- [Task prompt]: Reproduce the whole listing, character for character.
══════════
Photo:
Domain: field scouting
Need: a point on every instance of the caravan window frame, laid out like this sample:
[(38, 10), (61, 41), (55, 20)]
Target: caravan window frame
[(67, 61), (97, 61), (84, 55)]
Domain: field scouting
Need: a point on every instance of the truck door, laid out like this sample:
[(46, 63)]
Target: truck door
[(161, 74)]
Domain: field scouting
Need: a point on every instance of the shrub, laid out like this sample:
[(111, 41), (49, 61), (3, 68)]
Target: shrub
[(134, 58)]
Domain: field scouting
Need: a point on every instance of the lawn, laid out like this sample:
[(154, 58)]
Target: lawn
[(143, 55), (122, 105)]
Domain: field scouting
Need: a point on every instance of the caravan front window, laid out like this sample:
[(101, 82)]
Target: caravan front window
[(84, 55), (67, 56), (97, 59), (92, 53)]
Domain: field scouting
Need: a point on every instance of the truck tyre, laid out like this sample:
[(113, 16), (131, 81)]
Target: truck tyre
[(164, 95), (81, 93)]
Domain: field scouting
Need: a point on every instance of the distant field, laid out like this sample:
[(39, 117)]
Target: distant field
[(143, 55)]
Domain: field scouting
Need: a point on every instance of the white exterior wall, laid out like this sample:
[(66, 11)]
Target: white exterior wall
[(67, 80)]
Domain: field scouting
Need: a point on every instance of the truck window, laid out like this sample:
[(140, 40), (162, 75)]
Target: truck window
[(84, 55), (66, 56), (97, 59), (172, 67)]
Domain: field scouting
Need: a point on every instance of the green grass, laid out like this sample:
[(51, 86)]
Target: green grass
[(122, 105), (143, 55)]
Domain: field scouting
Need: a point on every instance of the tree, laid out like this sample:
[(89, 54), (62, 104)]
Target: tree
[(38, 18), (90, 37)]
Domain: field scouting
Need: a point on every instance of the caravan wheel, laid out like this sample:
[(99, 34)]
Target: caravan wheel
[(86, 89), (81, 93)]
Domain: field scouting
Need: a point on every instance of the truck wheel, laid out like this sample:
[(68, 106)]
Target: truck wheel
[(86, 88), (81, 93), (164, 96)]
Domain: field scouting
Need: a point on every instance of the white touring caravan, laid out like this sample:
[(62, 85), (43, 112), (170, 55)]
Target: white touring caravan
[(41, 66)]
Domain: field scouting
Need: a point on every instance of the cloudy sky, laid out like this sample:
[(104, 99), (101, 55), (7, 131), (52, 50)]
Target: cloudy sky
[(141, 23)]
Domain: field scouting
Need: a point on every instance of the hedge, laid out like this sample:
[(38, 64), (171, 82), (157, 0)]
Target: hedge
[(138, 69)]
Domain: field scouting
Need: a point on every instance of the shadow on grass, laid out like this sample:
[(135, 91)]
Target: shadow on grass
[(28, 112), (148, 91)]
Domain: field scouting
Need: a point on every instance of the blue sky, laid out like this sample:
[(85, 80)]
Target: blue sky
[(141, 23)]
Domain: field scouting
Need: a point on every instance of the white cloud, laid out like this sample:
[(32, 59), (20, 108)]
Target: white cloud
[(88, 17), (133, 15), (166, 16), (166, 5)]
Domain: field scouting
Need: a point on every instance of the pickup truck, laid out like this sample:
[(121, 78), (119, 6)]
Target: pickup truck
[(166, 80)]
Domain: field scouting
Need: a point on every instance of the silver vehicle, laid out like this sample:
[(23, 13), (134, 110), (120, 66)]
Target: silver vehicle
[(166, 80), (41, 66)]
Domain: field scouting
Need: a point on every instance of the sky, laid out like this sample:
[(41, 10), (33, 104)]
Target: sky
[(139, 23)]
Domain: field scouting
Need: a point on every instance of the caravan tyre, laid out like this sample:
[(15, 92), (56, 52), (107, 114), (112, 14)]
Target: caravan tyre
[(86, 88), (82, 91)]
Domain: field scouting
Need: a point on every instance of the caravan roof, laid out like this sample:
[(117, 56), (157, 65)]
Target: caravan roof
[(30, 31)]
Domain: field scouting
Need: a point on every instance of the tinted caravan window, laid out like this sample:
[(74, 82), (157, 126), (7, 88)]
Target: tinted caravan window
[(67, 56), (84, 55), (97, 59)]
══════════
- [Solved exercise]:
Photo:
Domain: field scouting
Need: a point on every instance of the caravan window frame, laid out like this sample:
[(38, 10), (61, 41), (55, 20)]
Target: caravan window frame
[(67, 61), (97, 61), (84, 55)]
Domain: field scouting
Need: a point on every instance of the truck door, laid out like this sample:
[(46, 63)]
Target: truck door
[(161, 74)]
Domain: field scouting
Need: a point on every instance of the shrub, laid out like this sample:
[(111, 41), (49, 61), (3, 68)]
Target: shrub
[(134, 58)]
Domain: field scouting
Need: a point on every instance of the lawn, laid out like this sample:
[(154, 58)]
Target: lawn
[(143, 55), (122, 105)]
Domain: field scouting
Need: a point on every instance of the caravan front window, laid out like this sample:
[(101, 82)]
Target: caravan front window
[(84, 55), (67, 56), (97, 59), (92, 53)]
Domain: field scouting
Need: a point on every instance of the truck tyre, laid out like this sample:
[(113, 16), (131, 81)]
Target: truck tyre
[(164, 95), (81, 93)]
Domain: field scouting
Need: a point on every instance of the distant field, laid out like this sample:
[(39, 117)]
Target: distant field
[(143, 55)]
Domain: field scouting
Need: a point on every instance of the white exterior wall, laid out like this sample:
[(66, 11)]
Target: white exterior wall
[(67, 80)]
Domain: field scouting
Need: a point on every instance of the truck window, laid out like this sample:
[(140, 40), (162, 75)]
Target: truck window
[(84, 55), (66, 56), (97, 59), (172, 67)]
Domain: field scouting
Need: a point on every instance of the green grass, laid out like this sample:
[(51, 86)]
Target: green grass
[(122, 105), (143, 55)]
Domain: field scouting
Need: a point on every instance of the tree, laid out like this sample:
[(89, 54), (62, 104)]
Target: tree
[(38, 18), (90, 37)]
Domain: field scouting
Need: a point on every instance of the caravan wheel, laid out like this sample:
[(99, 34)]
Target: caravan wheel
[(86, 89), (81, 93)]
Domain: field scouting
Need: a point on every instance of the truck wheel, laid out like this sample:
[(68, 106)]
Target: truck wheel
[(86, 88), (81, 93), (164, 96)]
Domain: field scouting
Need: a point on every instance of the white touring caravan, laid out like this sample:
[(62, 85), (43, 112), (170, 55)]
Target: white touring caravan
[(41, 66)]
Domain: field scouting
Need: a point on every instance of the cloudy sky, laid out like this sample:
[(104, 99), (101, 55), (7, 131), (52, 50)]
Target: cloudy sky
[(141, 23)]
Domain: field scouting
Need: a point on every instance of the hedge, laid out like this sample:
[(38, 64), (171, 82), (157, 0)]
Target: hedge
[(138, 69)]
Domain: field scouting
Need: a point on every instance of the shadow on grass, laid out like this sample:
[(135, 91)]
Target: shadow on grass
[(28, 112), (148, 91)]
Domain: field scouting
Need: a point on every instance of the blue sky, laid out like this sample:
[(85, 80)]
Target: blue sky
[(141, 23)]
Domain: field scouting
Need: a point on every instance of the white cloud, laid out like this sample:
[(32, 59), (20, 108)]
Target: white cloud
[(88, 17), (133, 15), (166, 16), (166, 5)]
Domain: field scouting
Need: a point on every instance of the pickup truck, laid out like this sample:
[(121, 78), (119, 6)]
Target: pickup truck
[(166, 80)]
Domain: field scouting
Need: a point on every instance of the silver vehicle, laid out like this sample:
[(23, 13), (134, 110), (120, 66)]
Target: silver vehicle
[(166, 80), (41, 66)]
Domain: field scouting
Need: a point on every instance of the sky, laid out like this sample:
[(41, 10), (33, 104)]
Target: sky
[(139, 23)]
Domain: field scouting
Need: a point on every instance of the caravan tyre, laid out like this sample:
[(15, 92), (56, 52), (107, 114), (112, 14)]
Target: caravan tyre
[(86, 88), (82, 91)]
Domain: field scouting
Need: a point on every instance of the caravan roof, laid out like this sample:
[(117, 56), (157, 65)]
Target: caravan roof
[(30, 31)]
Domain: field scouting
Need: a point on every instance of the tinted caravan window, laid out like this sample:
[(74, 82), (157, 126), (7, 88)]
Target: tinted caravan window
[(67, 56), (84, 55), (97, 59)]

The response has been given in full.